[What the task asks] Retype, word for word, each line between the lines holding "green felt hat" and "skull eye socket", inclusive, and leave the rest of the data alone.

(Data records)
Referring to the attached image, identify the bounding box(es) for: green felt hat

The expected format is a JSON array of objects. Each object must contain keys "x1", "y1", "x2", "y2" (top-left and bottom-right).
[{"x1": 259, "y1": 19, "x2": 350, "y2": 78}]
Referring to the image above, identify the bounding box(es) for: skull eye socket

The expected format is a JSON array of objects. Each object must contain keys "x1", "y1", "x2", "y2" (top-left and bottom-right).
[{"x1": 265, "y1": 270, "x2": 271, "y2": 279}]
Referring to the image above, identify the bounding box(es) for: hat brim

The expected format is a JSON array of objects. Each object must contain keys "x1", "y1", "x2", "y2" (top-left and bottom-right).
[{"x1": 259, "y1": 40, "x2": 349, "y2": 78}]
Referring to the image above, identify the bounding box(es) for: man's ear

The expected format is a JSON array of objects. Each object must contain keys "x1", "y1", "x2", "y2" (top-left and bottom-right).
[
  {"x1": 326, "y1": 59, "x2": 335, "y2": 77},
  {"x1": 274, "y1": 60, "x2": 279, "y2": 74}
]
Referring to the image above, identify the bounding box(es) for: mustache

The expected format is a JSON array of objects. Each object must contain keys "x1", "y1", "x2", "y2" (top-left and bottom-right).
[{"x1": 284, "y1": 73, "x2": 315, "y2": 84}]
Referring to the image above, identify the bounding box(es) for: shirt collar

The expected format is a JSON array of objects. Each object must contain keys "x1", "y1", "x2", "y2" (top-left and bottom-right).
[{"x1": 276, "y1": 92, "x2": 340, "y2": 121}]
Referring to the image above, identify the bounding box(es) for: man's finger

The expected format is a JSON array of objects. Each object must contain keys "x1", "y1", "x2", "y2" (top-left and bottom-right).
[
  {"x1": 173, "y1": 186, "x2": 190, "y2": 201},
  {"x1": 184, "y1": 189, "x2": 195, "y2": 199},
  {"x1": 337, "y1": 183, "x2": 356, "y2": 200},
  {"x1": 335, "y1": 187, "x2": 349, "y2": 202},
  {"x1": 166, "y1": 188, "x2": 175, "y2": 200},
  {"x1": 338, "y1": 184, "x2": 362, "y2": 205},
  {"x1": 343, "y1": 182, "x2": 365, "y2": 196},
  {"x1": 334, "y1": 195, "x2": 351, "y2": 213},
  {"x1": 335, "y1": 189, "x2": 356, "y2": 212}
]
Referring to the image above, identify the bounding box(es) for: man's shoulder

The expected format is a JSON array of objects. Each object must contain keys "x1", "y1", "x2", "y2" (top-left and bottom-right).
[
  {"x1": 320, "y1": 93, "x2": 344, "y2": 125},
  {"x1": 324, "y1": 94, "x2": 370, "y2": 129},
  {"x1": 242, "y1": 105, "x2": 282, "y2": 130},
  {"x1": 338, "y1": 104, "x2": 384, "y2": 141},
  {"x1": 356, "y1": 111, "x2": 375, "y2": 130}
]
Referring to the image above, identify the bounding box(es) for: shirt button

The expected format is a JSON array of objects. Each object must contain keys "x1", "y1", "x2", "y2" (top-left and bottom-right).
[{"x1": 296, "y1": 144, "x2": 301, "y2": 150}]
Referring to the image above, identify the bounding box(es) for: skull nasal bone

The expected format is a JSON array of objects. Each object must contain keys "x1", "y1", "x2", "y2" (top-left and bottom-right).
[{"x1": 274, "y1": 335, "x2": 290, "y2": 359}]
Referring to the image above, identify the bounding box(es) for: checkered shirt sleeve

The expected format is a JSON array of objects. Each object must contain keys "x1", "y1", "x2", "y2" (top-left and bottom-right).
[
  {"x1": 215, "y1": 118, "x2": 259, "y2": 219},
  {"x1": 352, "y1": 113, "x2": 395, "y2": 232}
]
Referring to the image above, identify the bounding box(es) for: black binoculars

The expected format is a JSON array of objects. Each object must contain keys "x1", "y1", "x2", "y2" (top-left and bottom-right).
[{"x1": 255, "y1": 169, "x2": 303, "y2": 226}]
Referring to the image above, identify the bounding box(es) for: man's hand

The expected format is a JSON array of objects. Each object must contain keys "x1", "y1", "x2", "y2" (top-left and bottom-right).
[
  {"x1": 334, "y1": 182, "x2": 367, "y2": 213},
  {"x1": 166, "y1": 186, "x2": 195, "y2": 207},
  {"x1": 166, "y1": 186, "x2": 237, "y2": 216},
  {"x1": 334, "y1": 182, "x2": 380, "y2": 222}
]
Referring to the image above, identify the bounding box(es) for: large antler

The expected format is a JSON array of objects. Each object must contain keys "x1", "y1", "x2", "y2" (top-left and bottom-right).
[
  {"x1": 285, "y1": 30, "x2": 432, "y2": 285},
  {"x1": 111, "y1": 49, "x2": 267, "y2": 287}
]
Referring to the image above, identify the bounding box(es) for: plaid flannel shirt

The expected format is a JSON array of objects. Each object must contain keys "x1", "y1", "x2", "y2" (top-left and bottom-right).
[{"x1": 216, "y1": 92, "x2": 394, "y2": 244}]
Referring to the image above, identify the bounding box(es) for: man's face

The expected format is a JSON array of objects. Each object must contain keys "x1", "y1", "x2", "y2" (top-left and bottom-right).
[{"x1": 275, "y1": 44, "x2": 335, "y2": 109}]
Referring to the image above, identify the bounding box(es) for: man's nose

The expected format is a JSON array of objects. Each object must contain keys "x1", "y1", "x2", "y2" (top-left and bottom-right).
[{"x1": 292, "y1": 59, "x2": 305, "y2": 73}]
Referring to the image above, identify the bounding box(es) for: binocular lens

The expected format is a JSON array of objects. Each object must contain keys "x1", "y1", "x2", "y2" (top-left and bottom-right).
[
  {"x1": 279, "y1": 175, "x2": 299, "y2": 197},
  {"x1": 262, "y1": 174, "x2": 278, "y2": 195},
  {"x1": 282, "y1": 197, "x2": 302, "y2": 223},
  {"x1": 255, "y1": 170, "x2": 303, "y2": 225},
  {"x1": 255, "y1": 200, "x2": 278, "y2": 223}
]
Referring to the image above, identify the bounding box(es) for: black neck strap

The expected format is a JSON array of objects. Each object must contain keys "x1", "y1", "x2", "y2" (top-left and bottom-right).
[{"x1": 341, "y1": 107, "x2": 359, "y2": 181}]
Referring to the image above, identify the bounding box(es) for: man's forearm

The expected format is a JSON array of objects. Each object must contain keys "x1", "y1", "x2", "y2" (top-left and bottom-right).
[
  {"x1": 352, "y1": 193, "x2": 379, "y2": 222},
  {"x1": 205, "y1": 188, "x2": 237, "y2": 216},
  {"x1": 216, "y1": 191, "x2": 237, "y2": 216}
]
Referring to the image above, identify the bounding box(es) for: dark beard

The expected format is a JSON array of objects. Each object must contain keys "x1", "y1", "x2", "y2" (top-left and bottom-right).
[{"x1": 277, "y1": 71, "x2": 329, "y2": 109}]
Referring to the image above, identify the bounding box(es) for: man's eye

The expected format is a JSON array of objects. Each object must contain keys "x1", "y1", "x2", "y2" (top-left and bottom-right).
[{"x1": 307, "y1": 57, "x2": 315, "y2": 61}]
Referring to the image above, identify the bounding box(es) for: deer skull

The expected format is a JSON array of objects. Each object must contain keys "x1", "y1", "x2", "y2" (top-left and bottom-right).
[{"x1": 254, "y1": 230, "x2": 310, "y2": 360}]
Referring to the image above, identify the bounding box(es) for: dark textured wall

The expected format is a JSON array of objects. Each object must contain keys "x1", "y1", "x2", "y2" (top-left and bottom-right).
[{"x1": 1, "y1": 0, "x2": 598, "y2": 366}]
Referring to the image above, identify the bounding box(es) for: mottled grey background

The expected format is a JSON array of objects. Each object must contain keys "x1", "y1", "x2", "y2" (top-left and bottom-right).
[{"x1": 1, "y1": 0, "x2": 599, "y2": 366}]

...

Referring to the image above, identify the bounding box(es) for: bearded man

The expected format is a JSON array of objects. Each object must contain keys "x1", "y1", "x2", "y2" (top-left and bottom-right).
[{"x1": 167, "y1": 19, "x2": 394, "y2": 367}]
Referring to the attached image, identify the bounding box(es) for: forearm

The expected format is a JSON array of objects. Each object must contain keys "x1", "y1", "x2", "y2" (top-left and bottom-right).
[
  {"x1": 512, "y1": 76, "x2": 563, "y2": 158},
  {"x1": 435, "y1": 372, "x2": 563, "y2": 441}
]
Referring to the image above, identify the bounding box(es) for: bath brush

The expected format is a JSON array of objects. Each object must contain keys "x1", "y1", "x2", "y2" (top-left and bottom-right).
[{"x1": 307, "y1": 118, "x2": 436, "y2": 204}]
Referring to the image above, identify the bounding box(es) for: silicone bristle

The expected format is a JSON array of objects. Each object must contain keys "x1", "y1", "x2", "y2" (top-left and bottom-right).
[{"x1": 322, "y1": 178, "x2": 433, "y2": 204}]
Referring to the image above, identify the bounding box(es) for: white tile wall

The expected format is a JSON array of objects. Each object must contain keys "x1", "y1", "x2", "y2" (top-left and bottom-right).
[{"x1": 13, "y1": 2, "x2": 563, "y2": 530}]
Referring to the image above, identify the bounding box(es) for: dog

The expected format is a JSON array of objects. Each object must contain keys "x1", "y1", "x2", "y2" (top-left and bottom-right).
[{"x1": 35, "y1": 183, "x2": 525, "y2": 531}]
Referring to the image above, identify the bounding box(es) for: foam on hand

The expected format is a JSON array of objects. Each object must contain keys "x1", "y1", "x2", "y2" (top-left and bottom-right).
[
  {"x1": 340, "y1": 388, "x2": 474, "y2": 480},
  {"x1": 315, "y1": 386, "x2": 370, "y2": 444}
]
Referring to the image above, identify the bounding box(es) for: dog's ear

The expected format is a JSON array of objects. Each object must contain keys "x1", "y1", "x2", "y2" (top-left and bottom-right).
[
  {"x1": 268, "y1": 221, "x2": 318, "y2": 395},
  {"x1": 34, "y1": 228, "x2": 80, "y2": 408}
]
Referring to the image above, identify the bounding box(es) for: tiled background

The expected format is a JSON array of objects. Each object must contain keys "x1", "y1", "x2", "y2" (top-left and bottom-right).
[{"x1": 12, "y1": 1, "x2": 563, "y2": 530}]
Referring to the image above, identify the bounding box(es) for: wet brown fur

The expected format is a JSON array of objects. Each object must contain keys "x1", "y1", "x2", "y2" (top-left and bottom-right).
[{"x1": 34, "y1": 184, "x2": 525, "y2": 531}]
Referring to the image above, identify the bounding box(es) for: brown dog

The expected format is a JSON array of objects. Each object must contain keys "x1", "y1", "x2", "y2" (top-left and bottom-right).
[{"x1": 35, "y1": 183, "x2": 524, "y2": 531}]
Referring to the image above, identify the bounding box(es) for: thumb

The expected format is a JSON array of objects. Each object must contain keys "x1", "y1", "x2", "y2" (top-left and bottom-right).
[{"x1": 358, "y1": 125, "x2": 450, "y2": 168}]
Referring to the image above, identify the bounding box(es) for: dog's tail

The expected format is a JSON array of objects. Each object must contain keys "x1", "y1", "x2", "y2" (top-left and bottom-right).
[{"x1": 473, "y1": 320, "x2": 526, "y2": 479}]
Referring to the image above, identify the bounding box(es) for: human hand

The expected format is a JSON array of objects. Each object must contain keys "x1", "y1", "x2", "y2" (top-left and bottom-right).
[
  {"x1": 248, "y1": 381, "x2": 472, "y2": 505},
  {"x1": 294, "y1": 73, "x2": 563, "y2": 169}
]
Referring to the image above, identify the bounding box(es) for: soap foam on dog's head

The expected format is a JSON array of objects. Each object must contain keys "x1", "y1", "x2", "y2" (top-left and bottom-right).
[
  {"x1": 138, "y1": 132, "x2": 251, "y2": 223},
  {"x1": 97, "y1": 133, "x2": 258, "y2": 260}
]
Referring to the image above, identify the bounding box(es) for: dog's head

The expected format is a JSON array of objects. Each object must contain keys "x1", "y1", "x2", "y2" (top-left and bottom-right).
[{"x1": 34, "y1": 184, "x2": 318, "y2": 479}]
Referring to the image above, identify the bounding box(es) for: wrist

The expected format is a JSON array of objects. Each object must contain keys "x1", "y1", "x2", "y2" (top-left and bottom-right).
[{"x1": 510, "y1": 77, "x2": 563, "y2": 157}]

* * *

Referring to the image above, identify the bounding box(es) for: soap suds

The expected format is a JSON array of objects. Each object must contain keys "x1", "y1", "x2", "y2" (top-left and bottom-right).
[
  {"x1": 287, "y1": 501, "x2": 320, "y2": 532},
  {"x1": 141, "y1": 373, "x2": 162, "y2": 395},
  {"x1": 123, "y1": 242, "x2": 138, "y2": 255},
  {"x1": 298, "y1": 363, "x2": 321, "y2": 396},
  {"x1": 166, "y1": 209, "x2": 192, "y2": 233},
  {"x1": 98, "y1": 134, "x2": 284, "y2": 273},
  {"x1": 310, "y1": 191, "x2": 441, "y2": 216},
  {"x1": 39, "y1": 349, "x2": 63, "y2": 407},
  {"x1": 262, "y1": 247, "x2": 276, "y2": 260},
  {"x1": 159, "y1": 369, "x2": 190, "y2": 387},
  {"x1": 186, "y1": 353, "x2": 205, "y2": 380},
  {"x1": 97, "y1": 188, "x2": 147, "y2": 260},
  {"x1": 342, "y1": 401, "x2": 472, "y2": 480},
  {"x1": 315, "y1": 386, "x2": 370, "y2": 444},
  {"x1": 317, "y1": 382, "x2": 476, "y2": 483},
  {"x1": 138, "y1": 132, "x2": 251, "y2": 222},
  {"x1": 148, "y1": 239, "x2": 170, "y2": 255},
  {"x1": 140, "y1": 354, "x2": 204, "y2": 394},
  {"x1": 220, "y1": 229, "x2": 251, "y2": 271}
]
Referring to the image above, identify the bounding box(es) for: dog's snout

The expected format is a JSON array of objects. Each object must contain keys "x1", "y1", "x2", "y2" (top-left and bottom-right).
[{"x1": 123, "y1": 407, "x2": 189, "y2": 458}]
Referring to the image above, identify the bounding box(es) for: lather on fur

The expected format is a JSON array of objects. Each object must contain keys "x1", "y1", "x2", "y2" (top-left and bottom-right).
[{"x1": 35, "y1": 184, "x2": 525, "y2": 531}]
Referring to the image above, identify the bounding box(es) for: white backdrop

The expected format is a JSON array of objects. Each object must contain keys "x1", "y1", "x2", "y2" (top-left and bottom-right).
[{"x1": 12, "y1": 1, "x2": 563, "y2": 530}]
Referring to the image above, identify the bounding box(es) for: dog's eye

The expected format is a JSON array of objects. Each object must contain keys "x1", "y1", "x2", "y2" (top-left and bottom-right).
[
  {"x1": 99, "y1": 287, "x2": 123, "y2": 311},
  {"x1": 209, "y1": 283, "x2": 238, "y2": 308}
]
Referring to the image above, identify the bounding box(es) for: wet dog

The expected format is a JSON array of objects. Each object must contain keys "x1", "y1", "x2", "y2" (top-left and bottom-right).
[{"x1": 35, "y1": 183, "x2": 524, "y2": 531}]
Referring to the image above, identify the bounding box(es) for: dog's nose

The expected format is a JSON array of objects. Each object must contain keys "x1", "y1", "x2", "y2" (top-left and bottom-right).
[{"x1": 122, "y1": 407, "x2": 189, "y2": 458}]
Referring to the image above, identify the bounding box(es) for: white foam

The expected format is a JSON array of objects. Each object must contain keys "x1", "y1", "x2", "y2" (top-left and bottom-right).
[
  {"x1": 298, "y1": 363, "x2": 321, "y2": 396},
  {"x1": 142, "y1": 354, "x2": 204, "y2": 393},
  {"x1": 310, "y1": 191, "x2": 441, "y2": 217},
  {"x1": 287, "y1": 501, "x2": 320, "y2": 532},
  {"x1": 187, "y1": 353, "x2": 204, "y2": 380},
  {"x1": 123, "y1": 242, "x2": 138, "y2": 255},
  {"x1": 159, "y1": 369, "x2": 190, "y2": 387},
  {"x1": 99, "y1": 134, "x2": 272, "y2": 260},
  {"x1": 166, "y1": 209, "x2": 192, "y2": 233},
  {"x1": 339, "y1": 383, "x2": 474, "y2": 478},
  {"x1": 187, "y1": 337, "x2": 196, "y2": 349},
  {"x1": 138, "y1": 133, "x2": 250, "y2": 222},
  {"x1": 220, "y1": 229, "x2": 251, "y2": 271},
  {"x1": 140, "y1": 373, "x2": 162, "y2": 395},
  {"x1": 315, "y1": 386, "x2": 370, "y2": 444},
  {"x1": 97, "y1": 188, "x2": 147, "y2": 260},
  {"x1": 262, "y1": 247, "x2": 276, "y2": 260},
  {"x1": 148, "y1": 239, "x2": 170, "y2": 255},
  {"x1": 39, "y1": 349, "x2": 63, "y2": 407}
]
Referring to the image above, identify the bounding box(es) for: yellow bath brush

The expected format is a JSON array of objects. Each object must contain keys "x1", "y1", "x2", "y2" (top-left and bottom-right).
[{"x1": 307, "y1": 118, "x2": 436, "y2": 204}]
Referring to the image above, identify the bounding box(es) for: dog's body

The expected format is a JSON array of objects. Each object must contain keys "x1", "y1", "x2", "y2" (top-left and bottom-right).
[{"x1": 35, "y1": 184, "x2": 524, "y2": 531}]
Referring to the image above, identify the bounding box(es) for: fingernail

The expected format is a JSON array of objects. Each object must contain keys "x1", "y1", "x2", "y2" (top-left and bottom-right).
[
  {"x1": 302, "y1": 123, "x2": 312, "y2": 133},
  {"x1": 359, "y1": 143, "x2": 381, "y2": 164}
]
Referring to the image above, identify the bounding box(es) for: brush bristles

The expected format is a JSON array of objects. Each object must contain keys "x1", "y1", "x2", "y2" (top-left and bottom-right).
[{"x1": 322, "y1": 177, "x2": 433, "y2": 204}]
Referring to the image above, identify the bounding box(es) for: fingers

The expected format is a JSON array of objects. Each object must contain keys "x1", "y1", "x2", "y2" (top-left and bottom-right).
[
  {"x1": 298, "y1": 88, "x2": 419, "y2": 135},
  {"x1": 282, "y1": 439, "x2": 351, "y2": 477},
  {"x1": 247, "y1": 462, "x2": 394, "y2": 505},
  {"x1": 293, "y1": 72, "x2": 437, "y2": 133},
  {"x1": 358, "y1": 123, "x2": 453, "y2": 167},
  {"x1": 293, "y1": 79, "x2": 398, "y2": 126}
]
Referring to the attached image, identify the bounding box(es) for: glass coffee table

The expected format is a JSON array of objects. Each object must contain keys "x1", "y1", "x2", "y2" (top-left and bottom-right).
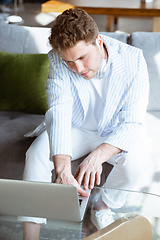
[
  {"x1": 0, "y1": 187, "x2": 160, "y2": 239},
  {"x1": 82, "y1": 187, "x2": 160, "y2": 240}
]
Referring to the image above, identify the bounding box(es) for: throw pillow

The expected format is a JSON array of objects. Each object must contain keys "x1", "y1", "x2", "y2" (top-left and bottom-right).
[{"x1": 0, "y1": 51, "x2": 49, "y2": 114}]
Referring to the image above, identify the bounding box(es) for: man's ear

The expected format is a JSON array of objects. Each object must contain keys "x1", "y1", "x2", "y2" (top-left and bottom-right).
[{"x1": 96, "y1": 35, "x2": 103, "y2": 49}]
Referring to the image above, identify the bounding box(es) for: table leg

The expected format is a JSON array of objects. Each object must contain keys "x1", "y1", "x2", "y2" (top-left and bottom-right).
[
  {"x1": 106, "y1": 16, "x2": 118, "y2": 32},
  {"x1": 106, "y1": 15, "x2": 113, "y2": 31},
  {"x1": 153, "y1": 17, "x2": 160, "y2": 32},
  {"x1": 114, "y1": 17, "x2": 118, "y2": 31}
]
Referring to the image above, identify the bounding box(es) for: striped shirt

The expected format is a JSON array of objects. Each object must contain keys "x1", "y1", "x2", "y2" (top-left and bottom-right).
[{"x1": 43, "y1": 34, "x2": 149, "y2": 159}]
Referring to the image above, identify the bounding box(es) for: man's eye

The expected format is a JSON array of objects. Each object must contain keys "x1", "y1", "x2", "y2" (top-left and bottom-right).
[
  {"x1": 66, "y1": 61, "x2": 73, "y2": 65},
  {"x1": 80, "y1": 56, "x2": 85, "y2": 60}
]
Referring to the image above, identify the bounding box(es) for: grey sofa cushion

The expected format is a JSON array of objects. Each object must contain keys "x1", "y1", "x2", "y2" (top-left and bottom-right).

[Worked solution]
Referring to the attached image, identify the bounding box(es) for: green felt hat

The expected format is a JSON array of objects. Each object must contain keys "x1", "y1", "x2", "y2" (top-left and bottom-right).
[{"x1": 259, "y1": 19, "x2": 350, "y2": 78}]
Referring to the image above, identify the bounding box(es) for: skull eye socket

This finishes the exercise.